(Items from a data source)
==================================================

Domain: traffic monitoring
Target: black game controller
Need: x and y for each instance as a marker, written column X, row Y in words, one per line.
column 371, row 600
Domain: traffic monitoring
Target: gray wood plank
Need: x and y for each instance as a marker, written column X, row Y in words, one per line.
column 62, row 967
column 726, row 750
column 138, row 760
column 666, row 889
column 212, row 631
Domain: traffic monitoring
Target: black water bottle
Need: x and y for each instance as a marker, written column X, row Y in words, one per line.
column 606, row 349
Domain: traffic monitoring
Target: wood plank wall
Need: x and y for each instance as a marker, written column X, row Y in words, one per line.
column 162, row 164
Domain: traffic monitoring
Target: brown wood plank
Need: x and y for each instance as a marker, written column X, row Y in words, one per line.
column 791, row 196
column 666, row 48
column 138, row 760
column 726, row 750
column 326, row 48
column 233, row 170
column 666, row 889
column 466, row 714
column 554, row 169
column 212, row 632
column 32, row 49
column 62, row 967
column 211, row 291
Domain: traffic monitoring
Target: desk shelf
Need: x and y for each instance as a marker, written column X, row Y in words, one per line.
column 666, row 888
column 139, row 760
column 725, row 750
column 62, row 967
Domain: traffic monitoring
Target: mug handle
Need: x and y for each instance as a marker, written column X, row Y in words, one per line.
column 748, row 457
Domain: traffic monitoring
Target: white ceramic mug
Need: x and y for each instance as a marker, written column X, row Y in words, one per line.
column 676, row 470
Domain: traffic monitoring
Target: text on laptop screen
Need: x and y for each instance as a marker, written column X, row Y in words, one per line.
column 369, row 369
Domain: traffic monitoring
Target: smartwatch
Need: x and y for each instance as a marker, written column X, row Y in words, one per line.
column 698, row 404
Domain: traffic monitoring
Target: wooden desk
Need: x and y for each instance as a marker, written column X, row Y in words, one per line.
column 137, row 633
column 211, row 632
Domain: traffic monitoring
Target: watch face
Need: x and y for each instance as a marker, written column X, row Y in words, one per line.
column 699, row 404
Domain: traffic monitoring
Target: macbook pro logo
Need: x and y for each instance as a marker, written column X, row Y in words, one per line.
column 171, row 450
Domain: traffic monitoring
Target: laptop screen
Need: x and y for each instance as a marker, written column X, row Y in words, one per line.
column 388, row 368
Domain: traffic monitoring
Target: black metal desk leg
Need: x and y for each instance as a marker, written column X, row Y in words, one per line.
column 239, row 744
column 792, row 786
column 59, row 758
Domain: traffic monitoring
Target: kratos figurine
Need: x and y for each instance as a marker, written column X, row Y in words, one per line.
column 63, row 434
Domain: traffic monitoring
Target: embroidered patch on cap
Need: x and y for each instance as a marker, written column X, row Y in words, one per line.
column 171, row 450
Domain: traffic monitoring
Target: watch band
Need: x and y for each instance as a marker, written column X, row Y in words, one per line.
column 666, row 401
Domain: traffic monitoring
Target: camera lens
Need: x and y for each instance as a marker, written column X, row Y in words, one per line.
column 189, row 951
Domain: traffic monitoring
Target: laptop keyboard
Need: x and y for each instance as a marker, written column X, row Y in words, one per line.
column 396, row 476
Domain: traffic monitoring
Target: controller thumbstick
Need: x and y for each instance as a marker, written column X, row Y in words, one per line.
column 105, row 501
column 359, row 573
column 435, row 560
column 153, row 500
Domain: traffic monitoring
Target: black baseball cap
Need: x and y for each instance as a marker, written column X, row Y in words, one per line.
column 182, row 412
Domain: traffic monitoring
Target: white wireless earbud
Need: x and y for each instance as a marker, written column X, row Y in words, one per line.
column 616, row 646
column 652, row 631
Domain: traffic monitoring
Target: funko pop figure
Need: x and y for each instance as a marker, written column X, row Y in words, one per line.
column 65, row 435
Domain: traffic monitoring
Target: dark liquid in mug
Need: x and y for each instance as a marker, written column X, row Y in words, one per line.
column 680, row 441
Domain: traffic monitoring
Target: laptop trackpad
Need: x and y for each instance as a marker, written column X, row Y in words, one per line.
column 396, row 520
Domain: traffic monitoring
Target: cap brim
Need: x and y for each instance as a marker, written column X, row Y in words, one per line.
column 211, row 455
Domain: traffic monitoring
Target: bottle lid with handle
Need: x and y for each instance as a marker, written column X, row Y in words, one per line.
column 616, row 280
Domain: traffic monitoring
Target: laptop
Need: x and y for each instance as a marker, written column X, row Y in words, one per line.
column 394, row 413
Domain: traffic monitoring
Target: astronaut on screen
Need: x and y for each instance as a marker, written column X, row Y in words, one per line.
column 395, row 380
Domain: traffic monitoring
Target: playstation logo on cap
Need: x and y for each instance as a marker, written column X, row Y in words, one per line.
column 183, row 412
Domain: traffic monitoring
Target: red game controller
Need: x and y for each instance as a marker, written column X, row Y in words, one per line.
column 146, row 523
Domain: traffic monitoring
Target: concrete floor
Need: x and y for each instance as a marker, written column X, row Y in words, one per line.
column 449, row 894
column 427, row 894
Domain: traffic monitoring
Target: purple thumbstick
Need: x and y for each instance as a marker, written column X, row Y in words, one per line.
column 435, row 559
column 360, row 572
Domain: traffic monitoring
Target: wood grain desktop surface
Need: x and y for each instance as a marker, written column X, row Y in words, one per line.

==================================================

## DIRECTION
Duplicate every one of the entries above, line for line, without changing anything.

## FINISHED ANSWER
Domain: traffic monitoring
Target: black game controller
Need: x and y for each instance as a marker, written column X, row Y in words, one per line.
column 371, row 600
Domain: traffic monitoring
Target: gray wood plank
Need: x and y for each instance as a marker, written column X, row Y in words, one per line.
column 62, row 967
column 726, row 750
column 138, row 760
column 666, row 889
column 212, row 631
Domain: traffic monitoring
Target: black water bottle
Need: x and y for each instance as a marker, written column X, row Y in words, one per line.
column 606, row 349
Domain: traffic monitoring
Target: wood plank wall
Need: x and y for each instance as a marker, written column X, row Y in words, one per line.
column 162, row 164
Domain: traffic monitoring
Target: brown wood plank
Need: x and y for each instance as a marker, written column X, row Y in words, one per line.
column 791, row 196
column 666, row 48
column 138, row 760
column 726, row 750
column 326, row 48
column 233, row 170
column 666, row 889
column 466, row 714
column 554, row 169
column 212, row 632
column 32, row 49
column 62, row 967
column 211, row 291
Domain: traffic monitoring
Target: desk shelf
Need: x and y for each instance as a marker, written column X, row Y in words, one per line.
column 666, row 888
column 139, row 760
column 725, row 750
column 62, row 967
Domain: traffic monitoring
Target: mug handle
Need: x and y for each instance as a marker, written column X, row Y in words, one per line.
column 748, row 457
Domain: traffic monitoring
Target: white ceramic mug
Need: x and y for each instance as a marker, written column X, row Y in words, one per line.
column 676, row 470
Domain: traffic monitoring
Target: text on laptop screen
Need: x and y for each instance as a marker, written column X, row Y in words, one per line.
column 369, row 369
Domain: traffic monitoring
Target: smartwatch
Need: x and y for each instance as a marker, written column X, row Y in words, one per line.
column 698, row 404
Domain: traffic monitoring
Target: wooden desk
Need: x and y for each instance as a marker, written column X, row Y in words, one per line.
column 137, row 633
column 211, row 632
Domain: traffic monitoring
Target: watch face
Need: x and y for each instance as a marker, written column X, row Y in words, one per line.
column 699, row 404
Domain: traffic monitoring
Target: macbook pro logo
Need: x and y for each instance as a marker, written column X, row Y in words, one per line.
column 171, row 450
Domain: traffic monitoring
Target: laptop screen
Need: x and y for each instance as a marker, written column X, row Y in words, one per line.
column 388, row 368
Domain: traffic monitoring
Target: black metal desk leg
Need: x and y for each instance as a marker, written column X, row Y in words, one per line.
column 239, row 744
column 792, row 786
column 59, row 758
Domain: traffic monitoring
Target: kratos figurine
Need: x and y for each instance as a marker, written column X, row Y in words, one per line.
column 63, row 434
Domain: traffic monitoring
Target: embroidered patch on cap
Need: x and y for each instance as a marker, written column X, row Y in words, one per line.
column 171, row 450
Domain: traffic monitoring
Target: watch band
Need: x and y for each instance as a marker, written column X, row Y in words, one per line.
column 666, row 401
Domain: traffic monitoring
Target: camera lens
Need: x and y for each instance as a marker, written column X, row Y in words, one per line.
column 189, row 951
Domain: traffic monitoring
Target: laptop keyboard
Need: x and y for each instance as a marker, written column X, row Y in words, one per line.
column 396, row 476
Domain: traffic monitoring
Target: controller thumbstick
Need: x and y for each instance as a marker, written column X, row Y in words, one per line.
column 105, row 501
column 359, row 573
column 435, row 560
column 153, row 500
Domain: traffic monitoring
Target: black baseball cap
Need: x and y for each instance as a marker, written column X, row Y in words, one per line.
column 182, row 412
Domain: traffic monitoring
Target: white wireless earbud
Need: x and y for each instance as a marker, written column X, row Y in words, one per line.
column 616, row 646
column 652, row 631
Domain: traffic monitoring
Target: funko pop figure
Need: x and y for each instance as a marker, written column X, row Y in words, one per line.
column 65, row 435
Domain: traffic monitoring
Target: dark liquid in mug
Need: x and y for each instance as a marker, written column X, row Y in words, one per line.
column 680, row 441
Domain: traffic monitoring
Target: laptop trackpad
Need: x and y for each instance as a marker, written column X, row Y in words, one per line.
column 396, row 520
Domain: traffic monitoring
Target: cap brim
Need: x and y for each instance as a marker, written column X, row Y in words, one per line.
column 211, row 455
Domain: traffic monitoring
Target: bottle lid with handle
Need: x and y for each instance as a marker, written column X, row Y in words, one per line.
column 616, row 280
Domain: traffic monitoring
Target: laptop
Need: x and y for each instance as a marker, written column X, row Y in words, one per line.
column 394, row 413
Domain: traffic monitoring
Target: astronaut on screen
Need: x and y for each instance as a marker, written column X, row Y in words, one per line.
column 395, row 380
Domain: traffic monitoring
Target: playstation logo on cap
Need: x and y for each instance as a marker, written column X, row Y in words, one per line.
column 183, row 412
Domain: traffic monitoring
Target: red game controller
Need: x and y for each instance as a marker, written column X, row Y in words, one per line.
column 146, row 523
Domain: traffic monitoring
Target: concrete floor
Need: x and y for each instance as a marker, written column X, row Y in words, one per line.
column 449, row 894
column 427, row 894
Domain: traffic monitoring
Target: purple thumbstick
Need: x and y for each instance as a marker, written column X, row Y in words, one per line.
column 435, row 559
column 360, row 572
Domain: traffic monitoring
Target: wood grain desktop surface
Need: x and y for each instance as a marker, written column X, row Y in words, one per line.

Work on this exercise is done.